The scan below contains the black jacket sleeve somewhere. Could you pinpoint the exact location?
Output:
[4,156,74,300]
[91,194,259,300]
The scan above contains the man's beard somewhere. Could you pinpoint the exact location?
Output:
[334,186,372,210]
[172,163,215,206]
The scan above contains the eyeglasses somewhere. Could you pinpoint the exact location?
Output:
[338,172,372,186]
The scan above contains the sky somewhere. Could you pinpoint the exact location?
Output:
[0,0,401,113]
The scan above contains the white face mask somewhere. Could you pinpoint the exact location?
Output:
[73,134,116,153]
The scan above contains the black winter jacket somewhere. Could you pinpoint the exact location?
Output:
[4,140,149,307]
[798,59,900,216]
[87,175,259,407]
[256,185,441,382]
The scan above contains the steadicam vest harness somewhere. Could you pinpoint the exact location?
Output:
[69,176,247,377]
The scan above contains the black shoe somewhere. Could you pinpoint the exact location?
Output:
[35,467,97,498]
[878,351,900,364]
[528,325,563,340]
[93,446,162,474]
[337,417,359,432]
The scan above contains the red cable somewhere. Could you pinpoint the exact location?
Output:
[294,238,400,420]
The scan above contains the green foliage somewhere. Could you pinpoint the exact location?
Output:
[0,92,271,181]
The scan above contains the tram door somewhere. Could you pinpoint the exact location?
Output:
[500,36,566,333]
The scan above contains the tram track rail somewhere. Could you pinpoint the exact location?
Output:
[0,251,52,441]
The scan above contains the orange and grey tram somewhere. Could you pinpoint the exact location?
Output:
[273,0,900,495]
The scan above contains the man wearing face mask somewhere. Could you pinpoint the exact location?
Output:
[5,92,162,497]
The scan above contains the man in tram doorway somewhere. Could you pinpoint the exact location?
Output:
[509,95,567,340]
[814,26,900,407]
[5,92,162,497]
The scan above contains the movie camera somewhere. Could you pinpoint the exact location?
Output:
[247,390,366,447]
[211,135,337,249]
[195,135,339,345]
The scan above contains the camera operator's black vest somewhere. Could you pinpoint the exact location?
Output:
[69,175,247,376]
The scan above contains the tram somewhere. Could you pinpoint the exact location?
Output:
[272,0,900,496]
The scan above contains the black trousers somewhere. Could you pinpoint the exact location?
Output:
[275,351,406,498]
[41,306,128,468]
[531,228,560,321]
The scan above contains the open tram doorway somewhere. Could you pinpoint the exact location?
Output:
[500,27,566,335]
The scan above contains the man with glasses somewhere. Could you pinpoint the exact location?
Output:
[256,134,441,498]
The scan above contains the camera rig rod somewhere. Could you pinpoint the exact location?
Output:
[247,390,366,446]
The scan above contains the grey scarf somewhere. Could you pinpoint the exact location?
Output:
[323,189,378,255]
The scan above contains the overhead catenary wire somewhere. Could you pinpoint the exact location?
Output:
-------
• **Challenge**:
Rewrite the records above with "Could you pinpoint the exact location?" changed to "Where exactly is it?" wherever it occurs, leaving every other word unchanged.

• **Response to this task**:
The scan below contains the black jacket sleeve somewhere. Where exactly is it?
Output:
[4,156,74,300]
[91,194,259,300]
The scan above contains the man's beard somewhere. Where exactly is it?
Output:
[334,186,372,210]
[172,163,215,206]
The scan above contains the eyeglasses somewhere. Where exactly is it?
Output:
[338,172,372,186]
The scan above contains the sky somewhere. Where exactly is it?
Output:
[0,0,401,113]
The scan above contains the white face mask somewhere. Where exactly is it?
Output:
[73,134,116,153]
The scan above contains the black winter jacket somewhere. Where exactly is it?
Output:
[4,140,149,307]
[798,59,900,216]
[87,175,259,407]
[256,185,441,382]
The scan above contains the steadicam vest harness somewhere. Where exactly is it?
Output:
[69,176,247,377]
The scan above contains the black shoe somewhere. Where exactly is it?
Output:
[35,467,97,498]
[878,351,900,364]
[528,325,563,340]
[93,446,162,474]
[337,417,359,432]
The scan above contains the red cable somewhere. Where exactly is it?
Output:
[294,238,400,420]
The scan above contains the green foliage somewhere. Where exactly is it?
Output:
[0,92,271,181]
The scan above contains the tram door somewhere. Where exactly is it?
Output:
[500,36,566,333]
The scan above contains the tram track rail somewhere. Where exactly is it?
Output:
[0,251,52,441]
The scan above contains the orange and grey tram somewhere. Where exactly is it?
Output:
[273,0,900,495]
The scan above contains the man wearing face mask somewhere. Where exactly is it?
Output:
[5,92,162,497]
The scan above contains the man in tram doorway somewhere. Where exactly is it?
Output:
[509,95,567,340]
[814,26,900,407]
[5,92,162,497]
The scan above contains the movie camera somewhere. Where exactly is it?
Output:
[247,390,366,447]
[211,135,337,249]
[195,135,339,345]
The scan above contains the camera operator's black vest somewhere. Where exactly is it?
Output:
[69,175,247,376]
The scan above contains the tram somewhere. Where exactly is it?
Output:
[272,0,900,496]
The scan above contains the black trousers somewhere. Where exactly is it?
Output:
[275,351,406,498]
[41,306,128,468]
[531,228,560,321]
The scan above contains the open tram doorway somewhere. Where exactly is it?
Output:
[500,27,566,335]
The scan above contains the man with glasses somewhere. Where exactly is it?
Output:
[256,134,441,498]
The scan above contains the camera rig rod somewhere. Where exactly is it?
Output:
[247,390,366,446]
The scan above contains the grey scarf somewhere. Where exactly is it?
Output:
[323,189,378,255]
The scan above contains the overhead catenary wire somewhere. Where exactly is it?
Output:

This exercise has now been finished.